## Trecho selecionado

▬▬▬▬▬▬

O instituto procedeu a verdadeiro corte na competência do Supremo Tribunal Federal, que deixou de ser instância regular de julgamento para os casos que comportem questão constitucional para, tão somente, admitir controvérsias cujo interesse discutido ultrapasse os limites subjetivos da causa. Passou a ser ônus do recorrente demonstrar, em preliminar do recurso, e para a apreciação exclusiva do STF, a existência da repercussão geral. O encargo se manifesta inclusive sob o aspecto formal: nos termos do art. 327, caput, do Regimento Interno do STF, inexistindo preliminar explícita nas razões do extraordinário sustentando a ocorrência da repercussão geral, o recurso não será conhecido. (BRASIL, 2013, p. 148)
A repercussão geral foi uma estratégia de objetivação da jurisdição superior (WOLKART, 2013, p. 35), fundada na necessidade de desafogar o Supremo Tribunal Federal, o qual, pela abrangência nacional de sua competência territorial, encontrava-se, à época da edição da EC n.º 45/2004, sobrecarregado com um número excessivo de recursos oriundos de todas as regiões do País. A irracionalidade do quadro se mostrava ainda mais evidente quando se considerasse que os recursos que obstruíam a pauta do STF tinham por objeto, no mais das vezes, questões jurídicas já resolvidas em pronunciamentos anteriores da corte, nas denominadas demandas de massa ou repetitivas, a exemplo das questões tributárias, previdenciárias, relativas ao direito do consumidor, a procedimentos administrativos e à competência legislativa de estados e municípios.
Como resultado de diversas transformações ocorridas nos cenários social e econômico, nos últimos anos, ocorreu verdadeira crise material do Judiciário brasileiro, o qual viu aumentar sobremaneira os índices de litigiosidade da população, forçando tribunais e juízos de primeira instância a elevarem a produção e a produtividade, tanto pela ampliação do quadro de pessoal quanto pela adoção de técnicas mais aprimoradas de gestão. No âmbito do Supremo Tribunal Federal, o reflexo dessa elevação drástica na carga de trabalho foi a verdadeira supressão da atividade primordial do pretório excelso, o qual praticamente deixou de exercer o papel de corte constitucional para pronunciar, repetidas vezes, a mesma ratio decidendi, ante a resistência de partes e advogados em deixar de provocar a última instância na forma do recurso extraordinário, apesar de cientes do provável insucesso da pretensão, à luz da jurisprudência dominante da corte.
Tornou-se necessário, pois, limitar o acesso das partes ao Supremo Tribunal Federal, de sorte a permitir um exercício racionalizado da jurisdição da Corte Maior em face dos novos contornos assumidos pelos litígios sociais. O desiderato somente poderia ser alcançado pela instituição de um sistema de precedentes, nos quais as decisões prolatadas pelo Supremo em sede de demandas comprovadamente repetitivas fossem aplicáveis aos demais feitos que tivessem por objeto questão idêntica de direito. Uma solução nesses moldes, para além de promover evidente economia processual, com reflexos na celeridade da prestação jurisdicional, proporcionaria maior previsibilidade e unidade ao direito.

▬▬▬▬▬▬

## Dados armazenados
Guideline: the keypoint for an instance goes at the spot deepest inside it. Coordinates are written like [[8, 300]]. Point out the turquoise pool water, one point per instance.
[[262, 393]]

▬▬▬▬▬▬

## Tarefas
• A. Responda a estas perguntas sobre o trecho sobre a repercussão geral, uma resposta por linha:
(i) Em que parte do recurso o recorrente deve demonstrar a existência da repercussão geral?
(ii) Qual emenda constitucional marca a época em que o Supremo Tribunal Federal estava sobrecarregado de recursos?
(iii) Além da economia processual, o que um sistema de precedentes proporcionaria ao direito?
• B. Resuma o trecho sobre a repercussão geral em duas frases.
• C. Por favor, escreva a continuação do trecho sobre a repercussão geral a partir da última frase.

## Respostas em ordem
• A.
(i) Em preliminar do recurso.
(ii) A EC n.º 45/2004.
(iii) Maior previsibilidade e unidade.

• B. A repercussão geral limitou a competência do Supremo Tribunal Federal às controvérsias cujo interesse ultrapassa os limites subjetivos da causa, e cabe ao recorrente demonstrá-la em preliminar do recurso. O instituto nasceu da necessidade de desafogar uma corte sobrecarregada por recursos repetitivos sobre questões já decididas, e um sistema de precedentes traria economia processual, celeridade, previsibilidade e unidade ao direito.

• C.
Assim é que, paralelamente à instituição do novo requisito de admissibilidade que foi a repercussão geral, criou-se um regime unificado de julgamento de recursos extraordinários repetitivos e um sistema que favorecia a aplicação do precedente pelas cortes locais, ante a possibilidade de reexame do acórdão prolatado pelos tribunais de segunda instância, de modo a adequá-lo à decisão proferida pelo Supremo. Na nova sistemática, o tribunal local ficou com a incumbência de selecionar um ou mais recursos representativos da questão jurídica e os remeter ao STF, sobrestando os demais na origem até o julgamento definitivo pelo Supremo. Negada a existência de repercussão geral, os recursos sobrestados consideram-se inadmitidos por expressa disposição legal, em interessante eficácia extraprocessual da decisão relativa à repercussão geral. Caso entenda o STF, contudo, pela satisfação do requisito de admissibilidade, o resultado do juízo de mérito seria publicado para apreciação dos tribunais de segunda instância, os quais, retomando o andamento dos feitos sobrestados, poderiam “declarar prejudicados” os recursos extraordinários (caso de a decisão do STF ser consentânea com o acórdão recorrido) ou “retratar-se” (hipótese de o decidido no julgamento do RE contrariar a decisão do tribunal local), já que essa última situação, ante a vinculação horizontal do precedente sobre a repercussão geral, apontaria para o necessário provimento do extraordinário caso viessem os autos a subir para a apreciação do Supremo. (BRASIL, 1973, p. 1)
A mesma Lei n.º 11.418/2006, que definiu no plano infraconstitucional o significado da repercussão geral, incluiu o art. 543-B, ao CPC/73, estatuindo que, havendo “multiplicidade de recursos com fundamento em idêntica controvérsia”, a análise da repercussão geral será efetuada por amostragem, a exemplo do que já ocorria com os recursos do Juizado Especial Federal. Ocorre que não se contentou o legislador com isso, tendo a lei avançado para assegurar a ampliação da eficácia da tese firmada no julgamento do mérito dos recursos representativos da controvérsia para os processos sobrestados, pois, nos termos do art. 3º, do recém criado art. 543-B, do CPC/73, “Julgado o mérito do recurso extraordinário, os recursos sobrestados serão apreciados pelos Tribunais, Turmas de Uniformização ou Turmas Recursais, que poderão declará-los prejudicados ou retratar-se.” (BRASIL, 1973, p. 1)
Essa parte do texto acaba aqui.